Texto del ejercicio:
..........
Yo enojada en el aeropuerto de Barajas, Madrid por un vuelo demorado


Reconozco que algunas actitudes sacan la fiera dentro mío, me queda bastante aprendizaje para no engancharme porque fundamentalmente la mayor damnificada se que soy yo. La pandemia trajo, entre otros daños colaterales, un gran caos burocrático para realizar trámites. Intenté, sin éxito, comunicarme por teléfono con uno de los bancos con los que opero habitualmente, no lo logré en marzo 2020 ni tampoco hasta marzo 2021.


Salir a comer afuera implica otro trámite que encuentro igual de tedioso: reservar mesa. Algunos bares directamente optaron por derivar a sus clientes a una página web donde pueden sacar turnos de forma automática. Otros, continúan otorgando mesas por teléfono y también están aquellos a quienes toca contactar enviando un mensaje por whatsapp o Instagram, en el peor de los casos. Me encontré con todos estos escenarios y comprobé que aquellos lugares a los que debo contactar vía whatsapp o mensaje directo, no suelen contestar hasta unas buenas horas después.
..........
Datos de expresiones referenciales:
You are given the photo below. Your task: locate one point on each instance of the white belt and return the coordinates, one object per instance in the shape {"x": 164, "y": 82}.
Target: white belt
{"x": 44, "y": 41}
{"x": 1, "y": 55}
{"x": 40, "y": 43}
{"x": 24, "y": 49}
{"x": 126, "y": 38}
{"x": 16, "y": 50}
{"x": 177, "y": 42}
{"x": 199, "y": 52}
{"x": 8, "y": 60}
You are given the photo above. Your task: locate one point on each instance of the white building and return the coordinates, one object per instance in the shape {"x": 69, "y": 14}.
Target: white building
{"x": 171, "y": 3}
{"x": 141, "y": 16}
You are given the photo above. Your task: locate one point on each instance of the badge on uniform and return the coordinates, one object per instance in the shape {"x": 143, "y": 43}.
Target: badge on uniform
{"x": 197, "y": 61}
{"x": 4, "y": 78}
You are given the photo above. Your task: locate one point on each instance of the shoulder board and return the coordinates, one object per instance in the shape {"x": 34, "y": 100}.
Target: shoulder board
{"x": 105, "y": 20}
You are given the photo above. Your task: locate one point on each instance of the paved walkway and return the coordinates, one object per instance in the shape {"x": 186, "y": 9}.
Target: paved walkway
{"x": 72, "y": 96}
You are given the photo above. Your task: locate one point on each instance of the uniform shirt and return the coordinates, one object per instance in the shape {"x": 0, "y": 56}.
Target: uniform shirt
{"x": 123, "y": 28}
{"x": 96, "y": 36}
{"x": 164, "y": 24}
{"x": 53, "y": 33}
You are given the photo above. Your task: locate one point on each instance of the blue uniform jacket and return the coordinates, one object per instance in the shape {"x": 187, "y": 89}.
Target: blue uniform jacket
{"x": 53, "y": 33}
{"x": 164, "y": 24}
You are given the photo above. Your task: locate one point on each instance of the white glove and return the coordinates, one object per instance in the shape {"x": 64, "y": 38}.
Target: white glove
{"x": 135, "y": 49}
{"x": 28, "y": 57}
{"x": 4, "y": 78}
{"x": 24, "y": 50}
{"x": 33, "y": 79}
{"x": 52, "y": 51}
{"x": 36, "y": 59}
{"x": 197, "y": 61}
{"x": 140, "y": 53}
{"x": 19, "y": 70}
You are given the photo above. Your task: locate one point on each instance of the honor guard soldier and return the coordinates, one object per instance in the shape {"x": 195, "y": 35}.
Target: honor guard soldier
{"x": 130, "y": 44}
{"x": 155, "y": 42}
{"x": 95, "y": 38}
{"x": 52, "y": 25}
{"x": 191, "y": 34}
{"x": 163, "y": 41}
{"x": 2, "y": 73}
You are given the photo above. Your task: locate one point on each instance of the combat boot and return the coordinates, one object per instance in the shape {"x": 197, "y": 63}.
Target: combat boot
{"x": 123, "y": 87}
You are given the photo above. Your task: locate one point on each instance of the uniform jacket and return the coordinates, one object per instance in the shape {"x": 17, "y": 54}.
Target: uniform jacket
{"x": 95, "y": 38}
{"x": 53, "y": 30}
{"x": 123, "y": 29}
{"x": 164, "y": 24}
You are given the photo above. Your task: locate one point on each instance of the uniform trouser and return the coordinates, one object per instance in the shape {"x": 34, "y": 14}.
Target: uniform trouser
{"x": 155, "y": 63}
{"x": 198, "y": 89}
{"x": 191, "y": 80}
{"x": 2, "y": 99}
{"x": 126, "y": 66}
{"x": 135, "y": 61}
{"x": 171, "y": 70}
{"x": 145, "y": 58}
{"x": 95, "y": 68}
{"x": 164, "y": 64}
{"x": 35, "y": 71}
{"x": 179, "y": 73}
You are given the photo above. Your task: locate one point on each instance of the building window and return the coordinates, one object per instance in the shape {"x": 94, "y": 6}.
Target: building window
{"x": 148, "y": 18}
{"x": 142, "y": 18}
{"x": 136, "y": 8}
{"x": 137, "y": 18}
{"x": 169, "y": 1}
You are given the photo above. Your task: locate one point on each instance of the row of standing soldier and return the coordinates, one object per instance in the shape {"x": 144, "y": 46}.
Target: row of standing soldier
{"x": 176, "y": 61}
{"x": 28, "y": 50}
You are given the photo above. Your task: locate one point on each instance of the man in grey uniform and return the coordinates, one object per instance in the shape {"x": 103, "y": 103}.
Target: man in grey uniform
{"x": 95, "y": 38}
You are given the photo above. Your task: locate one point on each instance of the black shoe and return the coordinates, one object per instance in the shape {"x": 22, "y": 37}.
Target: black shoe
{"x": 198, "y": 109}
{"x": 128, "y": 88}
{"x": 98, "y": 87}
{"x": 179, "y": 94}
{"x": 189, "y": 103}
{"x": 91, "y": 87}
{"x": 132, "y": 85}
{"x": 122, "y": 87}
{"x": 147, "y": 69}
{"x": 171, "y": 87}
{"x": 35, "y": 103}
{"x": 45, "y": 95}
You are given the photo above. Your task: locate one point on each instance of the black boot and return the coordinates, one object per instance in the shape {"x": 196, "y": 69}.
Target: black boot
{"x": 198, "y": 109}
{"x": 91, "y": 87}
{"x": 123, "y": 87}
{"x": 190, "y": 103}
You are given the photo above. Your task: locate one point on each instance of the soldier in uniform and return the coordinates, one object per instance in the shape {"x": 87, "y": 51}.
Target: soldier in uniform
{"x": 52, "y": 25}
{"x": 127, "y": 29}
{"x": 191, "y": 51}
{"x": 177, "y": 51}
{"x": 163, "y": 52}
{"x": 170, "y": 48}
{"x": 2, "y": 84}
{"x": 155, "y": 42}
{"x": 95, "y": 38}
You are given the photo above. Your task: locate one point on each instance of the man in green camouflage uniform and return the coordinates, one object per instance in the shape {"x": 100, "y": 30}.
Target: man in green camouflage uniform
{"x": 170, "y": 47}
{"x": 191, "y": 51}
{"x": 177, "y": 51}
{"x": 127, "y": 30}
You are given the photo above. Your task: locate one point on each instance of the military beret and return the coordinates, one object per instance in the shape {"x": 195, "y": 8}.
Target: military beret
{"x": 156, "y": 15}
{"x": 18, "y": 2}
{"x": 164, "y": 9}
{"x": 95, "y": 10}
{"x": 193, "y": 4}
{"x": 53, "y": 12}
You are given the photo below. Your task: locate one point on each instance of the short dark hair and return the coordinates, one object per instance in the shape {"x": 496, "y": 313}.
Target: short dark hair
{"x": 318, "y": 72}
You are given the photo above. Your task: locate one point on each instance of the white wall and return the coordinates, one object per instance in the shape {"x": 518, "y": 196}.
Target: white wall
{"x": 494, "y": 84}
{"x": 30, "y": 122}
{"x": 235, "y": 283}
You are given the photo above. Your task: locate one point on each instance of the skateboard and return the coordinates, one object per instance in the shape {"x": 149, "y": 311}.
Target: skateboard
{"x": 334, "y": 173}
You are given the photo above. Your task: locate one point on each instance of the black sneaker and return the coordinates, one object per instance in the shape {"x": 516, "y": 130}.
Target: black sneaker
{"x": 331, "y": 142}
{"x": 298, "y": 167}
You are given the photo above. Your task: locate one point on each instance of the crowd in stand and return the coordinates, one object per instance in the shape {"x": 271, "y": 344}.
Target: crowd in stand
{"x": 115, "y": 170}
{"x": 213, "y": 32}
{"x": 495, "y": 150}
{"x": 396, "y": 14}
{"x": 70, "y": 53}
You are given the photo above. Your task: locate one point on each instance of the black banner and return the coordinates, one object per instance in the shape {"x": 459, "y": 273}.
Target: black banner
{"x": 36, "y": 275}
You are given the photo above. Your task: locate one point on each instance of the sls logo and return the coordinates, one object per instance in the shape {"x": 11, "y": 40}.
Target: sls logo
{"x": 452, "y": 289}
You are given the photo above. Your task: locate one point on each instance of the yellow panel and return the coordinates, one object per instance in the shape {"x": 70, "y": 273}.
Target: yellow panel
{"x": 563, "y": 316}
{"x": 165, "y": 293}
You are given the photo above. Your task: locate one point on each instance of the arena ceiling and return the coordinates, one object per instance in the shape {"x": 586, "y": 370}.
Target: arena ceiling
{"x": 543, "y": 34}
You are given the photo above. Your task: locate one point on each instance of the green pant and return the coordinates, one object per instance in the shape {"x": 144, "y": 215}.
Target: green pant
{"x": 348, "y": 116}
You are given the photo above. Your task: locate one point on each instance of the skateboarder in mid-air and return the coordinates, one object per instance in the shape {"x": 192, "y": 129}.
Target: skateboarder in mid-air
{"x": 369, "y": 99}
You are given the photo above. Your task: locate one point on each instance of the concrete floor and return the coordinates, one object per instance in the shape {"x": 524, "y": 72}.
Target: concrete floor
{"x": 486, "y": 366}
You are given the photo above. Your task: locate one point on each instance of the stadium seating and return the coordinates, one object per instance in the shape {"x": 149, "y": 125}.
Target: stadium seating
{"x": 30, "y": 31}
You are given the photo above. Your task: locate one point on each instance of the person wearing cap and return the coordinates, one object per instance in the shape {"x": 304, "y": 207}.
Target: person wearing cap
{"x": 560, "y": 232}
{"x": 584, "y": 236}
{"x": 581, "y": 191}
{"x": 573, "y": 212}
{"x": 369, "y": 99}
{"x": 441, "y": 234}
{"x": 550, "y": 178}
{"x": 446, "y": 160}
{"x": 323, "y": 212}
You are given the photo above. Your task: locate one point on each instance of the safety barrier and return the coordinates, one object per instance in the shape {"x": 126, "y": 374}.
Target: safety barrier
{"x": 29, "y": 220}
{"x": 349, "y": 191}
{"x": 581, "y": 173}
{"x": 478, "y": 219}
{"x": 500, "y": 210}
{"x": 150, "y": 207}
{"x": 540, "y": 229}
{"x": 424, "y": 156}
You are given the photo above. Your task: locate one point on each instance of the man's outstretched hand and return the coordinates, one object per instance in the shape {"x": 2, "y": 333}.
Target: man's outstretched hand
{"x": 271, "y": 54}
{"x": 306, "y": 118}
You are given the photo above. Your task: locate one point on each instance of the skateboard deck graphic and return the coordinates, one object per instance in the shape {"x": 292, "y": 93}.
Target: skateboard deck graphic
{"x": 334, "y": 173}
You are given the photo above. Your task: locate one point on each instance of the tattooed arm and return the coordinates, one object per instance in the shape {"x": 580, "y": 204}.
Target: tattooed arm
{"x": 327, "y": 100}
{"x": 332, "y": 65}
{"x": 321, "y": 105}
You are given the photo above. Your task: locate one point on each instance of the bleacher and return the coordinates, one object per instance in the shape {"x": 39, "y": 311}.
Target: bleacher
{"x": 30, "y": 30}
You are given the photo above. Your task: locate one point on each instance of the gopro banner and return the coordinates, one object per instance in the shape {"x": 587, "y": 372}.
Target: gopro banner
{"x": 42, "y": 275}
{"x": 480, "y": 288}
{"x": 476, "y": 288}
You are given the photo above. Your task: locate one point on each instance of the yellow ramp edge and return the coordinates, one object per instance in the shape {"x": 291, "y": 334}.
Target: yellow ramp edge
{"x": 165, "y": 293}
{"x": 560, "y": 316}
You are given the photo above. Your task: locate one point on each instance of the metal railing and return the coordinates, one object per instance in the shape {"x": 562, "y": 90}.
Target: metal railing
..........
Instrucciones de trabajo:
Copia del texto sobre los trámites tediosos el fragmento que va desde "Salir a comer" hasta "buenas horas después.". Apóyate solo en el texto para responder.

Resultado:
Salir a comer afuera implica otro trámite que encuentro igual de tedioso: reservar mesa. Algunos bares directamente optaron por derivar a sus clientes a una página web donde pueden sacar turnos de forma automática. Otros, continúan otorgando mesas por teléfono y también están aquellos a quienes toca contactar enviando un mensaje por whatsapp o Instagram, en el peor de los casos. Me encontré con todos estos escenarios y comprobé que aquellos lugares a los que debo contactar vía whatsapp o mensaje directo, no suelen contestar hasta unas buenas horas después.